Tekstfragment:
<<<<

ECLI:NL:RBROT:2024:10941

Rechtbank Rotterdam

Datum uitspraak
23 september 2024
Publicatiedatum
4 november 2024
Zaaknummer
10/183035-24 vordering TUL VV: 10/121089-23
Instantie
Rechtbank Rotterdam
Type
Uitspraak
Rechtsgebied
Strafrecht
Procedures
  • Eerste aanleg - meervoudig
Vindplaatsen
  • Rechtspraak.nl
AI samenvatting door LexboostAutomatisch gegenereerd

Veroordeling voor het voorhanden hebben van een wapen en bijbehorende munitie, alsook het aanwezig hebben van cocaïne en heroïne

In deze zaak heeft de Rechtbank Rotterdam op 23 september 2024 uitspraak gedaan in een strafzaak tegen de verdachte, die zich schuldig heeft gemaakt aan het voorhanden hebben van een vuurwapen en bijbehorende munitie, alsook aan het opzettelijk aanwezig hebben van cocaïne en heroïne. De verdachte werd op 3 juni 2024 aangehouden na een identiteitsfouillering, waarbij een revolver met munitie werd aangetroffen. De rechtbank oordeelde dat de fouillering rechtmatig was en dat de verdachte wetenschap en beschikkingsmacht over het wapen had. Daarnaast werd op 4 juni 2024 in de cel een zakje met drugs aangetroffen, wat leidde tot de conclusie dat de verdachte ook opzettelijk deze verdovende middelen aanwezig had.

De officier van justitie had een gevangenisstraf van veertien maanden geëist, waarvan vier maanden voorwaardelijk, maar de rechtbank legde uiteindelijk een gevangenisstraf van negen maanden op, met aftrek van voorarrest. De rechtbank hield rekening met de ernst van de feiten, de impact van vuurwapens op de samenleving en de persoonlijke omstandigheden van de verdachte, waaronder een hoog recidiverisico. De rechtbank besloot ook tot de tenuitvoerlegging van een eerder voorwaardelijk opgelegde straf, omdat de verdachte nieuwe strafbare feiten had gepleegd binnen de proeftijd.

De uitspraak benadrukt de noodzaak van streng optreden tegen het ongecontroleerde bezit van vuurwapens en de schadelijke effecten van drugsgebruik op de volksgezondheid en de veiligheid in de samenleving.

Uitspraak

Rechtbank Rotterdam

Team straf 3
Parketnummer: 10/183035-24
Parketnummer vordering TUL VV: 10/121089-23
Datum uitspraak: 23 september 2024
Tegenspraak
Vonnis van de rechtbank Rotterdam, meervoudige kamer voor strafzaken, in de zaken tegen de verdachte:
[verdachte],
geboren te [geboorteplaats] op [geboortedatum] ,
ingeschreven in de Basisregistratie Personen op het adres:
[adres] ,
ten tijde van het onderzoek op de terechtzitting preventief gedetineerd in
[detentieadres] ,
raadsman mr. M. Sculic, advocaat te Rotterdam.

1.Onderzoek op de terechtzitting

Gelet is op het onderzoek op de terechtzitting van 9 september 2024.

2.Tenlastelegging

Aan de verdachte is ten laste gelegd hetgeen is vermeld in de dagvaarding. De tekst van de tenlastelegging is als bijlage I aan dit vonnis gehecht.

>>>>

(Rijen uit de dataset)
<<<<

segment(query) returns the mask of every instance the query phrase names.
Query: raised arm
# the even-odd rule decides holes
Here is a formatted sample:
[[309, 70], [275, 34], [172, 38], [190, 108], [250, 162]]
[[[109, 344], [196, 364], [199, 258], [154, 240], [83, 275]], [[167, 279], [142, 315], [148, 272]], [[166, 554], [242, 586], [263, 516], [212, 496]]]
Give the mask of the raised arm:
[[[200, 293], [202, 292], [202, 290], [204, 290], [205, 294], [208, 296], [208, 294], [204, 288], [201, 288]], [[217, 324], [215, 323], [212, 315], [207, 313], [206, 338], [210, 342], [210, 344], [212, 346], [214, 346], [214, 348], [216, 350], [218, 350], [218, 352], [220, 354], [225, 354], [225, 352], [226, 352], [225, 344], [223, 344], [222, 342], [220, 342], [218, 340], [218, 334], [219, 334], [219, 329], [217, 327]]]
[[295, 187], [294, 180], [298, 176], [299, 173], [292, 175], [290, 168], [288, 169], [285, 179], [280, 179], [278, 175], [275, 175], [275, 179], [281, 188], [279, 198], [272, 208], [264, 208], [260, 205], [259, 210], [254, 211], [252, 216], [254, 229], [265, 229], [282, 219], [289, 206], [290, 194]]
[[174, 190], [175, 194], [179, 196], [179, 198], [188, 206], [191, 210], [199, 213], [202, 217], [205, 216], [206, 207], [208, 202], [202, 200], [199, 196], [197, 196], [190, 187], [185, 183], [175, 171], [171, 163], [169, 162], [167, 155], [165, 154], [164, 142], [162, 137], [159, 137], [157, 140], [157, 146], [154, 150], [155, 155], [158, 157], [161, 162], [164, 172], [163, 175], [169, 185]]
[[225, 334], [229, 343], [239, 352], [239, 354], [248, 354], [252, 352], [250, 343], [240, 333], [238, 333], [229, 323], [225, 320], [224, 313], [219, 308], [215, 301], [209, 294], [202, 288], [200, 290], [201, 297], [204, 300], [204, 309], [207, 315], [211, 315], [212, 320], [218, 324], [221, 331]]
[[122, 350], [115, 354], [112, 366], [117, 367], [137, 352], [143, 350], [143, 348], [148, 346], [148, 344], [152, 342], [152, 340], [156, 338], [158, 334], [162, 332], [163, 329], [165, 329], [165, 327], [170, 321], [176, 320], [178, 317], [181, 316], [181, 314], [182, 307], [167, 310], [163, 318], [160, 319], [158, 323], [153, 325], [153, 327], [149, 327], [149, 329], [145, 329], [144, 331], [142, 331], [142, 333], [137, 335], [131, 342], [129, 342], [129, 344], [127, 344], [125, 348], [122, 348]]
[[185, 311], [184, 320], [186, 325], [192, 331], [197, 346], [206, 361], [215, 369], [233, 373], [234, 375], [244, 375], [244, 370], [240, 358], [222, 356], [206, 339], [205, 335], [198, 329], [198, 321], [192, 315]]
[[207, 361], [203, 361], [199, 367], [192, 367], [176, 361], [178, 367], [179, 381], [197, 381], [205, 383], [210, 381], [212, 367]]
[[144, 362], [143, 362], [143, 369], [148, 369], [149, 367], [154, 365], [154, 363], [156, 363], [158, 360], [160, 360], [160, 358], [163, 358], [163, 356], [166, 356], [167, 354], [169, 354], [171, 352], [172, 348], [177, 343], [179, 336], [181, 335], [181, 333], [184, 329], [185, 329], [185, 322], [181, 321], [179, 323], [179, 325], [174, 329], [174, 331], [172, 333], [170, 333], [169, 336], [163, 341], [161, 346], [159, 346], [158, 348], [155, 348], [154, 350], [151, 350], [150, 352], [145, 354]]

>>>>

Opdrachten:
A. Beantwoord op basis van de uitspraak van de Rechtbank Rotterdam de volgende vragen:
(i) Op welke datum werd de verdachte aangehouden?
(ii) Welke gevangenisstraf had de officier van justitie geëist?
(iii) Wie trad op als raadsman van de verdachte?
B. Neem uit de uitspraak van de Rechtbank Rotterdam letterlijk het gedeelte over dat begint bij "De officier van" en eindigt bij "in de samenleving.".
C. Zet de uitspraak van de Rechtbank Rotterdam over het wapenbezit voort vanaf het punt waar de tekst ophoudt.
De rijen zijn voor het uitvoeren van de opdrachten niet nodig.

Antwoorden per opdracht:
A.
(i) Op 3 juni 2024.
(ii) Een gevangenisstraf van veertien maanden, waarvan vier maanden voorwaardelijk.
(iii) Mr. M. Sculic, advocaat te Rotterdam.

B.
De officier van justitie had een gevangenisstraf van veertien maanden geëist, waarvan vier maanden voorwaardelijk, maar de rechtbank legde uiteindelijk een gevangenisstraf van negen maanden op, met aftrek van voorarrest. De rechtbank hield rekening met de ernst van de feiten, de impact van vuurwapens op de samenleving en de persoonlijke omstandigheden van de verdachte, waaronder een hoog recidiverisico. De rechtbank besloot ook tot de tenuitvoerlegging van een eerder voorwaardelijk opgelegde straf, omdat de verdachte nieuwe strafbare feiten had gepleegd binnen de proeftijd.

De uitspraak benadrukt de noodzaak van streng optreden tegen het ongecontroleerde bezit van vuurwapens en de schadelijke effecten van drugsgebruik op de volksgezondheid en de veiligheid in de samenleving.

C.
3.Eis officier van justitie

De officier van justitie mr. X. van Balen heeft gevorderd:
  • bewezenverklaring van het onder 1 en 2 ten laste gelegde;
  • veroordeling van de verdachte tot een gevangenisstraf voor de duur van veertien maanden met aftrek van voorarrest, waarvan vier maanden voorwaardelijk, met een proeftijd van twee jaren en als bijzondere voorwaarden een meldplicht bij de reclassering, ambulante behandeling, begeleid wonen of maatschappelijke opvang en het meewerken aan middelencontrole;
  • tenuitvoerlegging van het voorwaardelijk opgelegde strafdeel in de zaak met parketnummer 10/121089-23.

4.Waardering van het bewijs

4.1.
Bewijswaardering (feit 1 – voorhanden hebben vuurwapen en munitie)
4.1.1.
Standpunt verdediging
De verdediging heeft zich op het standpunt gesteld dat de verdachte dient te worden vrijgesproken. Daartoe is primair aangevoerd dat de verdachte ten onrechte is aangehouden omdat hij niet aan het signalement voldeed. Subsidiair is aangevoerd dat de verdachte geen opzet heeft gehad op het voorhanden hebben van het wapen.
4.1.2.
Beoordeling
Het verweer van de raadsman dat de verdachte ten onrechte is aangehouden, wordt verworpen. De rechtbank overweegt daartoe als volgt.
De verbalisanten reden op 3 juni 2024 omstreeks 23:00 uur op de Gouwstraat te Rotterdam en hoorden dat er een luid gesprek achter de struiken vandaan kwam. Toen zij op het geluid afliepen, zagen zij twee mannen. Eén van de mannen was op een luide, geërgerde toon aan het telefoneren. De verbalisanten hebben de mannen vervolgens om hun identiteitsbewijs gevraagd. Hiertoe zijn zij ter uitvoering van de politietaak, ingevolge artikel 8 Politiewet 2012, bevoegd. Nu de verdachte verklaarde dat hij geen identiteitsbewijs bij zich had, is hij, op grond van artikel 55b van het Wetboek van Strafvordering, aan een identiteitsfouillering onderworpen. Bij deze identiteitsfouillering werd in de heuptas van de verdachte een revolver met munitie aangetroffen. De rechtbank is van oordeel dat deze identiteitsfouillering, en daarmee het aantreffen van de revolver en munitie, op rechtmatige wijze heeft plaatsgevonden.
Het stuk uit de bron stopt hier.